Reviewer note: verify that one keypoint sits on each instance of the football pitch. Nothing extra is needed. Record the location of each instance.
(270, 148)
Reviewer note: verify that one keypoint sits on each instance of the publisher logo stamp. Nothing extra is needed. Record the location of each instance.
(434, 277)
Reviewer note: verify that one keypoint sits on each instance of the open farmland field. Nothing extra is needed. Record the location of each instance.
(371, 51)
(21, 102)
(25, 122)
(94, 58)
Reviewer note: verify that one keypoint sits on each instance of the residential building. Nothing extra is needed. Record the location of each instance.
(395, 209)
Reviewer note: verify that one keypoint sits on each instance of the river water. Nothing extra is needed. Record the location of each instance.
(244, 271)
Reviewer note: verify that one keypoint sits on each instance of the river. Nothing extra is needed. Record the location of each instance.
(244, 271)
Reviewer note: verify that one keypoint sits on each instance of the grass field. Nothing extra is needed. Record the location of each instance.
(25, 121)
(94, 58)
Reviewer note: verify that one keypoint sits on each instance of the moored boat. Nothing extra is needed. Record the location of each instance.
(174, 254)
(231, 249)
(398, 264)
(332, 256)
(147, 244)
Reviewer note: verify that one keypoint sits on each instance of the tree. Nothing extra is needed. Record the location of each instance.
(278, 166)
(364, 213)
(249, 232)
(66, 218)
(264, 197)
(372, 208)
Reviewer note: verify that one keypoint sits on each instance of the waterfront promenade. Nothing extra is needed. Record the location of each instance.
···
• INSTRUCTIONS TO FOLLOW:
Please make your reply exactly the lines from the one containing "of the tree." through the end of the entries above, and nothing more.

• WRITTEN SOLUTION:
Reviewer note: verify that one keypoint sits on each instance of the tree. Nothing extra is needed. Record the location of each instance.
(278, 166)
(364, 213)
(249, 232)
(66, 218)
(264, 197)
(372, 208)
Reviewer note: verify that one keypoint sits on each instance of the waterfront promenade. Nothing extra is needed. Record the location of each instance.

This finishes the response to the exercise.